### Task material

◆ ◆ ◆ ◆ ◆

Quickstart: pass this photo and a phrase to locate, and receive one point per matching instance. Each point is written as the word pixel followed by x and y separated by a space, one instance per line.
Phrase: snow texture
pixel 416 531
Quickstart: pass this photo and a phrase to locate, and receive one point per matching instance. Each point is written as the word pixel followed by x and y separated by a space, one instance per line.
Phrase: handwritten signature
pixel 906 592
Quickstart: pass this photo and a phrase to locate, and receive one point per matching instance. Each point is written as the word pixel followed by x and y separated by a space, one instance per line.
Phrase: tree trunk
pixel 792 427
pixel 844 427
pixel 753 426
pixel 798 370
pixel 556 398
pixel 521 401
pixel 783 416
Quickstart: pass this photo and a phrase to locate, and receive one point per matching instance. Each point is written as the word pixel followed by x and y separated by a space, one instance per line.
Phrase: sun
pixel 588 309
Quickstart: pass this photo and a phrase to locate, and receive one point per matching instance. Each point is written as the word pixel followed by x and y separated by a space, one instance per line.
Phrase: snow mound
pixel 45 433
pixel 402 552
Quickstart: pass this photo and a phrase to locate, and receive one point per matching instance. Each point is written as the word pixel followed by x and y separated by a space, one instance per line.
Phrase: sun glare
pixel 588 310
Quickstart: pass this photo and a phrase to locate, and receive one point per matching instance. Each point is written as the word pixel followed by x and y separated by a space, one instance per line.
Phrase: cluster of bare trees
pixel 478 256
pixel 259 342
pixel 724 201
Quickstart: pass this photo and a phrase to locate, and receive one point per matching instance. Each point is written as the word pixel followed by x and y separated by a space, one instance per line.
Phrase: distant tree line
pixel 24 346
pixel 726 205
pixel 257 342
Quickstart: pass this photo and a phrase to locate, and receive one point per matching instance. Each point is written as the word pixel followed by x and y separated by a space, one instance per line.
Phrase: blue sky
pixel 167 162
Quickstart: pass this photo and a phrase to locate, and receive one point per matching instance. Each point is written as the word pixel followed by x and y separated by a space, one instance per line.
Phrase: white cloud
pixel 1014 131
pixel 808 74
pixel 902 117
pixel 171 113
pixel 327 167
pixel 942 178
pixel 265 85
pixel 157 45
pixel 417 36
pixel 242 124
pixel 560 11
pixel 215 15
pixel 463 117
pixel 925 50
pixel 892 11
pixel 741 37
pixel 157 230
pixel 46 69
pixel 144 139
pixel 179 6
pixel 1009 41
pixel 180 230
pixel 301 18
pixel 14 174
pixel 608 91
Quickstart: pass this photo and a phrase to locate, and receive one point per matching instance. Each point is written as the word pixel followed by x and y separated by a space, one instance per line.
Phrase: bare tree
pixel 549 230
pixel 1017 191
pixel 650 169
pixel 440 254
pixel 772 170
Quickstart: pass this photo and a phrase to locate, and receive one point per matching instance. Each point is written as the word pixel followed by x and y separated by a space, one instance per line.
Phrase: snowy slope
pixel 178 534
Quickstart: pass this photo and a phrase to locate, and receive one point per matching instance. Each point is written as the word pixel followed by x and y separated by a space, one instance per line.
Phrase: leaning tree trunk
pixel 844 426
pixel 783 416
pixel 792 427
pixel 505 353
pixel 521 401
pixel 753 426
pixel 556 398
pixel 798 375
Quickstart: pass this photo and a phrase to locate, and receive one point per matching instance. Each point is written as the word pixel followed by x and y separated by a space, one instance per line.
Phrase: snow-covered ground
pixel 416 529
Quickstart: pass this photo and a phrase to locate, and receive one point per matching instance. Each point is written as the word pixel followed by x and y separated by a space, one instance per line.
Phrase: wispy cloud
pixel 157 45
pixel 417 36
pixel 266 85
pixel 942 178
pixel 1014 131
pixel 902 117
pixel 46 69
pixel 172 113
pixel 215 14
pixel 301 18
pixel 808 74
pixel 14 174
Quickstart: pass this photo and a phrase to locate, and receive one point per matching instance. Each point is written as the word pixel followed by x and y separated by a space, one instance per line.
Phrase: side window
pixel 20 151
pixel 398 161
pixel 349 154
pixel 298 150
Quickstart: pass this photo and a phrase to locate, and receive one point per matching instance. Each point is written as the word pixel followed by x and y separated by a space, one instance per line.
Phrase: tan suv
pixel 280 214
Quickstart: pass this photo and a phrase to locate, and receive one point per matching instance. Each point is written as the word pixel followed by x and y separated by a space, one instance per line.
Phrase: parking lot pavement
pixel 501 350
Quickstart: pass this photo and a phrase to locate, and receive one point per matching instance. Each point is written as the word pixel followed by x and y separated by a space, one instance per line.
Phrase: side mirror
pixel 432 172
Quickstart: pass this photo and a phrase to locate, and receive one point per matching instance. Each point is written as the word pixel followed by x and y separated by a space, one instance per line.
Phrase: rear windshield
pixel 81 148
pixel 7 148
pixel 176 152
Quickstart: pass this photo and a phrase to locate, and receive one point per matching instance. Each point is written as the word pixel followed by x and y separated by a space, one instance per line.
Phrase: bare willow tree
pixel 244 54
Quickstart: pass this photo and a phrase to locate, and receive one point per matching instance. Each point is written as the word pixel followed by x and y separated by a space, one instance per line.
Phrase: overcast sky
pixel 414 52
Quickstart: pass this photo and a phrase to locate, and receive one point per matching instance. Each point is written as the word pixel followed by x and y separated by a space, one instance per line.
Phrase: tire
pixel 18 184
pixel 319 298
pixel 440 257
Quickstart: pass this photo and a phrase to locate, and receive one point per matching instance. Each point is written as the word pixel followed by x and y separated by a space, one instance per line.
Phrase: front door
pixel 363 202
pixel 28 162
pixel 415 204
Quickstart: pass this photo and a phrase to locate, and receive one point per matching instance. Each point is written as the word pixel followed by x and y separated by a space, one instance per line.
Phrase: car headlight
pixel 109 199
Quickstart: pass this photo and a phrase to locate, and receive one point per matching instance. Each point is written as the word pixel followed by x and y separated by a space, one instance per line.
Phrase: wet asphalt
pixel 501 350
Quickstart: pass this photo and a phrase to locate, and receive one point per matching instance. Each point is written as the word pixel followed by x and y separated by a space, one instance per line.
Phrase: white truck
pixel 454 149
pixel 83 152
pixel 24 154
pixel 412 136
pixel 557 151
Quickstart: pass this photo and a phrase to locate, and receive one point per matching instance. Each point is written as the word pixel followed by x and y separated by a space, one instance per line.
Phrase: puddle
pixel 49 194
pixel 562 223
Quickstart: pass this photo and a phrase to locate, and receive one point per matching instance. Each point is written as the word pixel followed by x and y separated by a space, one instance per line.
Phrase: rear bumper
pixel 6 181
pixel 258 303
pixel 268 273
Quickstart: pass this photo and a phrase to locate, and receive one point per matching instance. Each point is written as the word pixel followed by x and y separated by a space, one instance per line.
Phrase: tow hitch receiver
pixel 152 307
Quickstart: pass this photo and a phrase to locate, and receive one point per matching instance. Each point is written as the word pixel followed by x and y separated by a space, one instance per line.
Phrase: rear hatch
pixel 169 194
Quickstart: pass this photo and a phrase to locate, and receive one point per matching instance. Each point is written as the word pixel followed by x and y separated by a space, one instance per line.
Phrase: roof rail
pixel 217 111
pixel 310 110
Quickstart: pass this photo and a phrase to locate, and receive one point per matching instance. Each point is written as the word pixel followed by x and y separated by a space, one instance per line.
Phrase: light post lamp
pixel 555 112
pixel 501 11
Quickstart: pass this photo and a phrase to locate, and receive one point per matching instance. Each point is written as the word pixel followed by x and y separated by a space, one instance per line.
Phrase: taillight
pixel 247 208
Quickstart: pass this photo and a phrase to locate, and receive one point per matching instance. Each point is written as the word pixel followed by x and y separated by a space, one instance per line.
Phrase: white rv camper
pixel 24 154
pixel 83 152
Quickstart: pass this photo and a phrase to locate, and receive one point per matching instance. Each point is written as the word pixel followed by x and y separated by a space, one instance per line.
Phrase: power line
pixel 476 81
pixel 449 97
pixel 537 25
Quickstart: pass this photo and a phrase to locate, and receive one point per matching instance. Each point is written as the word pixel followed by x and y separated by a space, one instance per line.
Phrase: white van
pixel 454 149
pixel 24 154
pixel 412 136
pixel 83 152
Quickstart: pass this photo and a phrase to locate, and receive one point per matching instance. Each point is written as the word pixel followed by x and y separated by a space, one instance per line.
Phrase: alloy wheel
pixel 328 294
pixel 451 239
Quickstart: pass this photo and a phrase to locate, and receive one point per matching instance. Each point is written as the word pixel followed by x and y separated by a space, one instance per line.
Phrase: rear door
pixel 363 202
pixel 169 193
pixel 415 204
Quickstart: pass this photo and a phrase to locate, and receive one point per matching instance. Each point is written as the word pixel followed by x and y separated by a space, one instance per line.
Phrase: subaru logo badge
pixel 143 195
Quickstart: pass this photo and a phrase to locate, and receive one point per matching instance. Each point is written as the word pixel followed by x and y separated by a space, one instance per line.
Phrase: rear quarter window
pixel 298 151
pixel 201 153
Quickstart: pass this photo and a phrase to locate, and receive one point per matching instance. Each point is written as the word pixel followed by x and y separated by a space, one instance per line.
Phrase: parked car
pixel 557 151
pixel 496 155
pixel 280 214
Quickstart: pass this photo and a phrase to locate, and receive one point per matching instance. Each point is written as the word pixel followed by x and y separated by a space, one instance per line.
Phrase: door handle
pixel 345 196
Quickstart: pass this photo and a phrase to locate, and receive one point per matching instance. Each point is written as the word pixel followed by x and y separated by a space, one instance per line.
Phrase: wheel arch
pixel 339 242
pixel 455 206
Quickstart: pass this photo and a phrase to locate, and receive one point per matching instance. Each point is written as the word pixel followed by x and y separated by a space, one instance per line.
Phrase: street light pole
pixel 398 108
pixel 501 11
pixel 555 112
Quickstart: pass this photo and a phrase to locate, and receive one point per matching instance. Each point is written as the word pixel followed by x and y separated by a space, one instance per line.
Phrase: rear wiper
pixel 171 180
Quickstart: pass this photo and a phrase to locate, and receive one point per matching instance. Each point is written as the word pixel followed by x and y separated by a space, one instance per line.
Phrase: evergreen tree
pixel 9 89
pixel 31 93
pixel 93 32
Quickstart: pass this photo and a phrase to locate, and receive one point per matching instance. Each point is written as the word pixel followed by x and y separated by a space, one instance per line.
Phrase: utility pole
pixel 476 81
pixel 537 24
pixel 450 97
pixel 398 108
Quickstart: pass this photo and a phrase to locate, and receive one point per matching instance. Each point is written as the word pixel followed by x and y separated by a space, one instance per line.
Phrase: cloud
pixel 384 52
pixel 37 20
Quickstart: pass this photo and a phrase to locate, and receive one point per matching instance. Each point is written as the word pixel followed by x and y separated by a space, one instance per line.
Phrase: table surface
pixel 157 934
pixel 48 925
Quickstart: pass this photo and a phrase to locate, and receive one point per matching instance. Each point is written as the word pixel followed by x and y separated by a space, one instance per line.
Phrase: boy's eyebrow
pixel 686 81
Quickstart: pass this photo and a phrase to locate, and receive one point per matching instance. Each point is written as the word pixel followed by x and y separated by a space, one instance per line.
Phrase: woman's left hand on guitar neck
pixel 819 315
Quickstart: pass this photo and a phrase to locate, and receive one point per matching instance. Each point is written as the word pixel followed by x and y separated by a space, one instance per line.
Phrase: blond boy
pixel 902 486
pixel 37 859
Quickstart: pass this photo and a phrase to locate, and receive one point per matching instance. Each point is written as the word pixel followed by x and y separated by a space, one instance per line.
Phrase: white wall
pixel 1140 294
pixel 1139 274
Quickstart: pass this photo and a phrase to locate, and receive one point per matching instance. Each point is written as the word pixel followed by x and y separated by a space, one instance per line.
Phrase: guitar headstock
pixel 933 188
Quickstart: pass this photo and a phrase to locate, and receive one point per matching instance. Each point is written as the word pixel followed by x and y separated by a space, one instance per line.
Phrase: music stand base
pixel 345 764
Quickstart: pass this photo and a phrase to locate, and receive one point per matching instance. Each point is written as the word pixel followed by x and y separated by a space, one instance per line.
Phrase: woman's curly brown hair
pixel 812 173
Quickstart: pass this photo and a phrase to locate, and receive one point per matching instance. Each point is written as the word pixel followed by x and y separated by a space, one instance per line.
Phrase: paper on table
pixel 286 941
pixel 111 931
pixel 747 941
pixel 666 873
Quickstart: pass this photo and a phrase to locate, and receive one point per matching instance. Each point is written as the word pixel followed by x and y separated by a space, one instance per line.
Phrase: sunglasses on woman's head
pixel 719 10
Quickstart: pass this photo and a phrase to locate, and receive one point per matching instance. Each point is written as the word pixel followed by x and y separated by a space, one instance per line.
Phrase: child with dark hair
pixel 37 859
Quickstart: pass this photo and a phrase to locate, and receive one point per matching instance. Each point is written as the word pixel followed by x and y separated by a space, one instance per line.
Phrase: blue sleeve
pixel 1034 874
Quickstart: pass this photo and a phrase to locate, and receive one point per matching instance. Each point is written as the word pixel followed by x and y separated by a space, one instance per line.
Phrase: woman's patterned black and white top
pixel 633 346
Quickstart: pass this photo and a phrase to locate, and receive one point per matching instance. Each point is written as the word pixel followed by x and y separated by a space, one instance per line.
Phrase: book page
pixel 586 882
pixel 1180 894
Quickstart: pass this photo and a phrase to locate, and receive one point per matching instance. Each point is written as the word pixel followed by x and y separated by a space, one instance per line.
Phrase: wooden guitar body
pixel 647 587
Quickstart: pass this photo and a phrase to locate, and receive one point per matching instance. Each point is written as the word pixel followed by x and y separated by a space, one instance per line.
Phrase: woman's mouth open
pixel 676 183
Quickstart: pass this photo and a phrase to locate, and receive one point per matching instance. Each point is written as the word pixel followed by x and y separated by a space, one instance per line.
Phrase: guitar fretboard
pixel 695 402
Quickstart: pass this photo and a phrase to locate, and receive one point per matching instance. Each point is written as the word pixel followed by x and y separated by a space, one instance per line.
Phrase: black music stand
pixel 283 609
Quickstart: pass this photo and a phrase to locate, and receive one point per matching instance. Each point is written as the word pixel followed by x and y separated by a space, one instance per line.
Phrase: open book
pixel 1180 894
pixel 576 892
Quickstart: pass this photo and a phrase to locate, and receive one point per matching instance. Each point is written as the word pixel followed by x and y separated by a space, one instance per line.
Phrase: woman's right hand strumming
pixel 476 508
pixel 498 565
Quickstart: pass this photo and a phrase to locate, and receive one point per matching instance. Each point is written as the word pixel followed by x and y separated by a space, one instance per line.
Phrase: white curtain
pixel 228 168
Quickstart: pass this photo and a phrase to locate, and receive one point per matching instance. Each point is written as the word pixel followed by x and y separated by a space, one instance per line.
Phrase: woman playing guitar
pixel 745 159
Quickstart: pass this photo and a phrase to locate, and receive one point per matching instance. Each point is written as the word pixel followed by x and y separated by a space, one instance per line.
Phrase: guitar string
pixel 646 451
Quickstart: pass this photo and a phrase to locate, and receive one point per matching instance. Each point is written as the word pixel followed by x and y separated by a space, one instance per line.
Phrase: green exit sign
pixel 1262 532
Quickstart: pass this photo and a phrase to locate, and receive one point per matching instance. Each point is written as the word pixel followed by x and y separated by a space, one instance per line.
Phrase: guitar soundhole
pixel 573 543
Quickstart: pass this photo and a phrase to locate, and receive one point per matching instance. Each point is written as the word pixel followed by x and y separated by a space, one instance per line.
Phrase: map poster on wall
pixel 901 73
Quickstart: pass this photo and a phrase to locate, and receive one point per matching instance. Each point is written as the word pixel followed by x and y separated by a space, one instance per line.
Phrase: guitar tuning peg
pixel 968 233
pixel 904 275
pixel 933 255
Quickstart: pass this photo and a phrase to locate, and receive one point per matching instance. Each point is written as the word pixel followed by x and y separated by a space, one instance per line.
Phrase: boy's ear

◆ ◆ ◆ ◆ ◆

### Task to carry out
How many lines in the items above contain the string "trunk", with case counting? Reply with the number only.

### Exercise solution
2